Set task: Can you update the entries below so that every "keypoint" reads "marker point", with nothing else changed?

Dataset excerpts:
+++++
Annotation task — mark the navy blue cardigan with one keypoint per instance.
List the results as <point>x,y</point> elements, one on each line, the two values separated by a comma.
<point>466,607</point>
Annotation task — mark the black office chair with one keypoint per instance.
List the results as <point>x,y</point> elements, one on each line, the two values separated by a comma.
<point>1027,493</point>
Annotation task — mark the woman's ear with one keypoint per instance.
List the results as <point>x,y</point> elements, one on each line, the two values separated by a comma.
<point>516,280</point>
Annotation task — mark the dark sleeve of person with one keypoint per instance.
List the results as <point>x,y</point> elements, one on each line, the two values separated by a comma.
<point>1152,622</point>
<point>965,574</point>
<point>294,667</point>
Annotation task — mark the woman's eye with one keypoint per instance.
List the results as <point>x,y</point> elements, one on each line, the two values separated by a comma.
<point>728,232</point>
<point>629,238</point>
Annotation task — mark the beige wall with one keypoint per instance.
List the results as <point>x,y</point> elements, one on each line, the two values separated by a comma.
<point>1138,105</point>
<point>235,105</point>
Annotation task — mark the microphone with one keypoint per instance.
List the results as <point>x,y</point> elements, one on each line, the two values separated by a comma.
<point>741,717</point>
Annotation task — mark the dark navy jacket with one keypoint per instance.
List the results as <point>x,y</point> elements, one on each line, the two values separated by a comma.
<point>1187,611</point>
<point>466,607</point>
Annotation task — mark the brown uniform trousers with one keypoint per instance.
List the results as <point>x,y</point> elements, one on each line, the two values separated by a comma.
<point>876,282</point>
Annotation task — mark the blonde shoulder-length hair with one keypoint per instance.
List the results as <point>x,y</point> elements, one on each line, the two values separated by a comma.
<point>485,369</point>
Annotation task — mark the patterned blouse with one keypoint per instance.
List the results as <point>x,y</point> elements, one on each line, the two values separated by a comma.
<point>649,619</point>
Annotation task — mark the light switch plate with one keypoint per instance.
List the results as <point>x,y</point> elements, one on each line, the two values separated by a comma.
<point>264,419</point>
+++++
Task result:
Annotation task — mark the navy blue cardigan with one marker point per instance.
List the results as <point>x,y</point> elements, one on each line, the two values separated by a comma.
<point>466,607</point>
Annotation task — mark the black office chair with one marker point per instance.
List the results as <point>x,y</point> elements, one on each line, the two values separated by a comma.
<point>1027,493</point>
Annotation task — mark the woman's ear with one marker point per instance.
List the results as <point>x,y</point> elements, one on each line, the two values separated by a comma.
<point>516,280</point>
Annotation task — mark the dark sleeve of person with one marker point per instance.
List the results as <point>x,y</point> elements, one on each line, the two values separated by a comma.
<point>1152,622</point>
<point>965,574</point>
<point>294,667</point>
Annotation task — mark the woman's eye with one marker point per instance.
List the results as <point>x,y</point> elements, one on each line, the two values separated by a comma.
<point>728,232</point>
<point>629,238</point>
Annotation task — mark the beige wall with one marker point per instance.
List the results as <point>x,y</point> elements, one on each line, the two values separated by a comma.
<point>1138,105</point>
<point>235,105</point>
Annotation task — mark the microphone with one marker point per instance.
List the results as <point>x,y</point> elements, one on each line, the two values separated by a comma.
<point>741,717</point>
Annotation task — mark the dark navy jacket with one marker point per instance.
List the results as <point>x,y</point> elements, one on each line, the two values separated by a comma.
<point>1187,611</point>
<point>466,607</point>
Annotation task — mark the brown uniform trousers with one marker point per instance.
List the results as <point>x,y</point> elements, one on each line, the two values separated by a comma.
<point>876,282</point>
Annotation task — mark the blonde shoulder-length hair with one marker point per instance.
List the results as <point>x,y</point> elements, one on each line, the two values separated by a comma.
<point>485,369</point>
Annotation task — mark the patterned blouse with one marker point per instance.
List the results as <point>x,y</point> elements, one on each line, the two values separated by a comma.
<point>649,619</point>
Annotation task — mark the light switch plate with one marker point per instance.
List the results as <point>x,y</point> elements, one on each line, the two values separated by a comma.
<point>264,419</point>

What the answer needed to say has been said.